* Input material *
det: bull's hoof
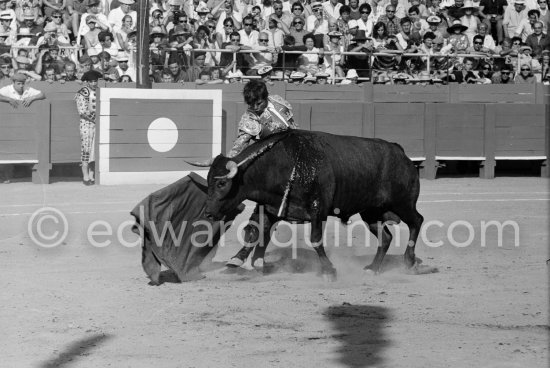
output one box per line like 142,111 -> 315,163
321,267 -> 337,282
405,262 -> 439,275
363,264 -> 380,275
225,257 -> 244,268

* Aim *
Extract every line of the items above without changing anything, and omit the pictures from your answer.

* Complete response *
det: bull's hoof
output one box per line like 142,111 -> 315,163
321,267 -> 337,282
405,262 -> 439,275
363,264 -> 380,275
225,257 -> 244,268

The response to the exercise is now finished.